▶ **DIRECTIONS**
Lay out the lines below as a Markdown table with the columns Row and Line text. Cover only the lines from the first one up to and including the line containing "(445, 1087)", and leave out any blank lines.

* * * * *

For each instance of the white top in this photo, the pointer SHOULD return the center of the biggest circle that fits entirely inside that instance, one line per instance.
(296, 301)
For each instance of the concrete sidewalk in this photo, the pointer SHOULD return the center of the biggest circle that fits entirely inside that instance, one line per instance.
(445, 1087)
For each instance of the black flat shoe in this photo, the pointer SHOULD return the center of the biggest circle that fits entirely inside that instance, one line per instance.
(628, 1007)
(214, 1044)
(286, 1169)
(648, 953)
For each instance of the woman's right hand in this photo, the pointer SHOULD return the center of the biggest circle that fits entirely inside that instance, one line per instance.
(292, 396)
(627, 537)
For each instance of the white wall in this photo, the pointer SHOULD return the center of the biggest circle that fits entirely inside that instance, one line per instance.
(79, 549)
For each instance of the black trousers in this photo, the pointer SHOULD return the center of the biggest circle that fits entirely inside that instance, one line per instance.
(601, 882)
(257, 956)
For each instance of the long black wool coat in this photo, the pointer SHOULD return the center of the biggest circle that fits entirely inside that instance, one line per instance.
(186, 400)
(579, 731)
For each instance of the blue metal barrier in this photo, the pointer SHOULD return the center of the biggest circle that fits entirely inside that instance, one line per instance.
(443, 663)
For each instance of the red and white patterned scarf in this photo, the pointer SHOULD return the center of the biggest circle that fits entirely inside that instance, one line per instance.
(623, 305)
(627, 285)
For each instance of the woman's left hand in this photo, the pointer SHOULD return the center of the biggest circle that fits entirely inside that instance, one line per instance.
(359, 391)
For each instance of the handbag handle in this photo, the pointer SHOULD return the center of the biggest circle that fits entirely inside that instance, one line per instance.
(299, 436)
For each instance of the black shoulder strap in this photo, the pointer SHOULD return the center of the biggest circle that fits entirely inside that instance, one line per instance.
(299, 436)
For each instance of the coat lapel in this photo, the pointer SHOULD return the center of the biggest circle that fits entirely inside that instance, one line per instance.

* * * * *

▶ **FULL SOLUTION**
| Row | Line text |
|---|---|
| 1 | For each instance of the white top in this photo, the pointer SHOULD return the center of the biggest circle that fits entirely inside that instance, one line per instance. |
| 2 | (296, 301) |
| 3 | For each instance of the concrete sidewalk in this photo, the pointer SHOULD return the center of the biggest circle that fits entirely inside that instance, one line per instance. |
| 4 | (445, 1087) |